#### Do this
Write out every item below verbatim, line for line, and leave the pictures out.

#### Supplied material
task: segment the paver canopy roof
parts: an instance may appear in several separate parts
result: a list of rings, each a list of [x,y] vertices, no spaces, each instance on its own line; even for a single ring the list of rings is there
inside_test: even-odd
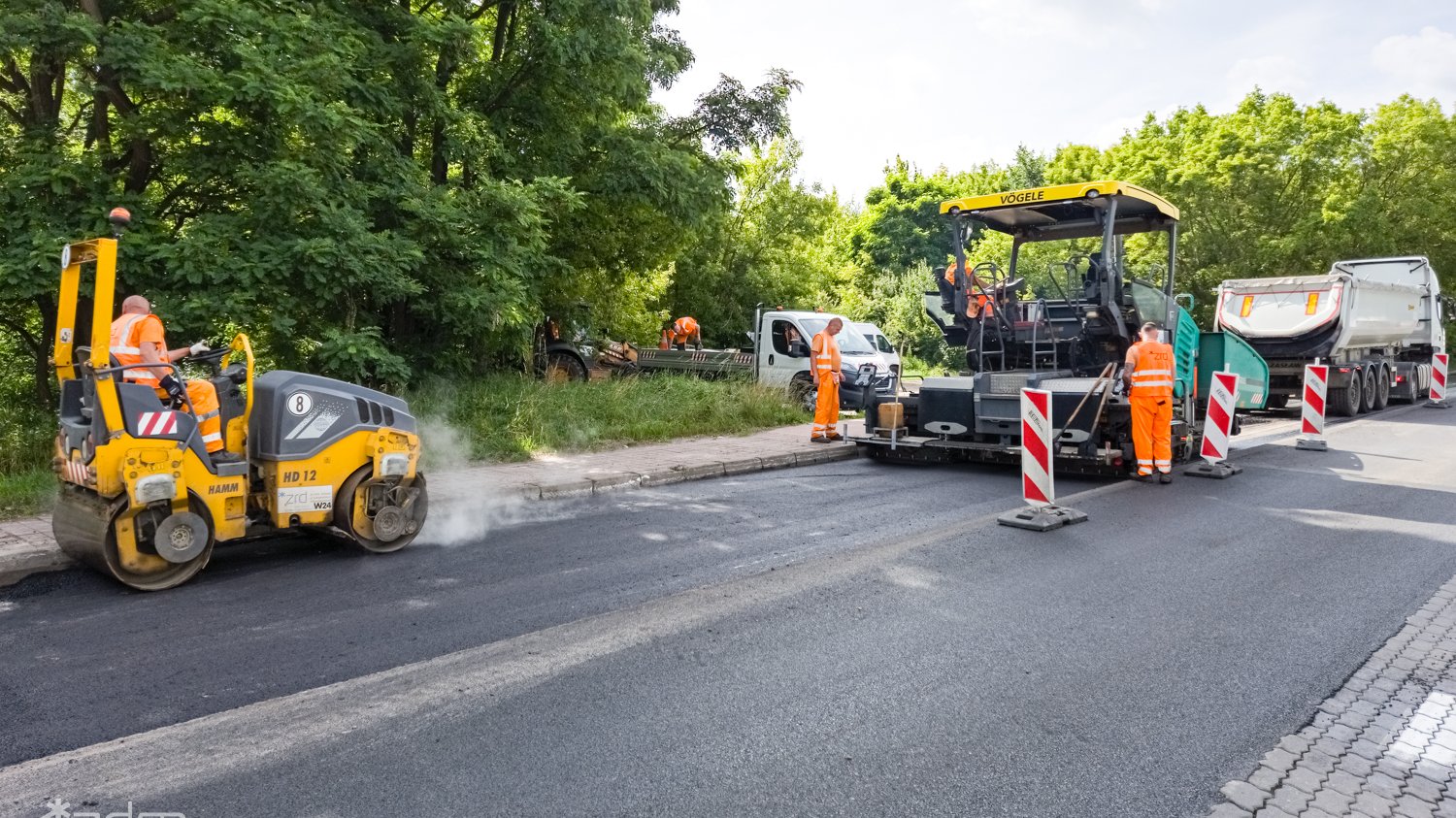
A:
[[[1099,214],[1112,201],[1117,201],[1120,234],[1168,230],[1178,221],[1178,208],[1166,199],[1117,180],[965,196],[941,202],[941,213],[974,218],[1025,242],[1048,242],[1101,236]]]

#### Full output
task: segment the paver canopy roof
parts: an instance may appear in several separate parts
result: a list of rings, each a list of [x,y] vertices, no spaces, each instance on its own line; even for a single ring the list of rings is there
inside_test: even-odd
A:
[[[1099,214],[1112,201],[1117,201],[1120,234],[1168,230],[1178,221],[1178,208],[1166,199],[1117,180],[965,196],[941,202],[941,213],[974,218],[1025,242],[1048,242],[1101,236]]]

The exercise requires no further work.